• Given problem: Without altering anything, output the material below.

• Task input:
[Start]

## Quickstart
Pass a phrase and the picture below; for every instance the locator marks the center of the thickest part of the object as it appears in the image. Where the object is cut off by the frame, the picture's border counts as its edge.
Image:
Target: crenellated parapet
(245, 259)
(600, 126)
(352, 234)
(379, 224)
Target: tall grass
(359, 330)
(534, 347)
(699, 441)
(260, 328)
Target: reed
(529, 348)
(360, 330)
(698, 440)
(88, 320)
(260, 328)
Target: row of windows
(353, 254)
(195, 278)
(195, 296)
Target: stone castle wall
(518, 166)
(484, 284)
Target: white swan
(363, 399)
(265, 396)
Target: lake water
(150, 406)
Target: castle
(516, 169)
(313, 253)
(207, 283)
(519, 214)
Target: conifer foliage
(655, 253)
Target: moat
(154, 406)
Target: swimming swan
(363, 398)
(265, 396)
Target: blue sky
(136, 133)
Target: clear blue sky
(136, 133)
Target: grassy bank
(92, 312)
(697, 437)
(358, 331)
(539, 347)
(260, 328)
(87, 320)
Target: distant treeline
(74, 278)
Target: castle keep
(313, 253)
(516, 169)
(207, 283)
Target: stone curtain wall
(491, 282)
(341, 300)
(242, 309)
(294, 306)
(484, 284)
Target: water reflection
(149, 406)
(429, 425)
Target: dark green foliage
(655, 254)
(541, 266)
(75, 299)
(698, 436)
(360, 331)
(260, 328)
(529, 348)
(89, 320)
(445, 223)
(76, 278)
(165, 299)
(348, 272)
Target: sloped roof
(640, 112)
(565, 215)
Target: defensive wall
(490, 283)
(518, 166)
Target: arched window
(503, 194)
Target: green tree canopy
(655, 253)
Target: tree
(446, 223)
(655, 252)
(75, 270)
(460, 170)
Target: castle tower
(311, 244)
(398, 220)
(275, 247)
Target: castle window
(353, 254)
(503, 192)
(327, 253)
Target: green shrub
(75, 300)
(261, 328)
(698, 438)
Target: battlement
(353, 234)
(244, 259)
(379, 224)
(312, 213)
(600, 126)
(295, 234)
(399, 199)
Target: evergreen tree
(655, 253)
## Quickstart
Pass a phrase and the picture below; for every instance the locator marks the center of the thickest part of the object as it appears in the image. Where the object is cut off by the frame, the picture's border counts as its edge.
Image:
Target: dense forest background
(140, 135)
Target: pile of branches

[End]

• Solution:
## Quickstart
Pass a phrase and the picture below; for every instance the locator marks the center of the thickest part of the object as it appears in the image. Where the object is cut off by the frame, the picture's border counts as its edge.
Image:
Target: crenellated parapet
(245, 259)
(600, 126)
(352, 234)
(379, 224)
Target: tall grass
(359, 330)
(534, 347)
(699, 441)
(260, 328)
Target: reed
(529, 348)
(360, 330)
(698, 440)
(88, 320)
(260, 328)
Target: row of windows
(353, 254)
(195, 278)
(195, 296)
Target: stone castle wall
(518, 166)
(484, 284)
Target: white swan
(363, 399)
(265, 396)
Target: lake water
(150, 406)
Target: castle
(516, 169)
(313, 253)
(207, 283)
(519, 214)
Target: conifer foliage
(655, 253)
Target: moat
(154, 406)
Target: swimming swan
(363, 398)
(265, 396)
Target: blue sky
(136, 133)
Target: clear blue sky
(136, 133)
Target: grassy bank
(92, 312)
(697, 437)
(358, 331)
(539, 347)
(260, 328)
(87, 320)
Target: distant treeline
(74, 278)
Target: castle keep
(313, 253)
(516, 169)
(207, 283)
Target: stone curtain wall
(491, 282)
(341, 300)
(242, 309)
(294, 306)
(484, 284)
Target: water reflection
(149, 406)
(429, 425)
Target: dark green foliage
(655, 254)
(541, 266)
(75, 299)
(698, 436)
(360, 331)
(260, 328)
(529, 348)
(89, 320)
(445, 223)
(76, 278)
(165, 299)
(348, 272)
Target: sloped roof
(640, 112)
(565, 215)
Target: defensive wall
(490, 283)
(518, 166)
Target: arched window
(503, 194)
Target: green tree canopy
(655, 253)
Target: tree
(446, 223)
(655, 252)
(75, 270)
(460, 170)
Target: castle tower
(311, 244)
(398, 220)
(275, 247)
Target: castle window
(353, 254)
(503, 192)
(327, 253)
Target: green shrub
(75, 300)
(261, 328)
(698, 438)
Target: battlement
(353, 234)
(244, 259)
(379, 224)
(312, 213)
(600, 126)
(295, 234)
(399, 199)
Target: evergreen tree
(655, 253)
## Quickstart
Pass a phrase and the picture below; for every instance the locator marks the center of the thickest part of the object as it appears in the image. Where the object is cut off by the frame, the picture's border counts as its edge.
Image:
Target: dense forest background
(140, 135)
Target: pile of branches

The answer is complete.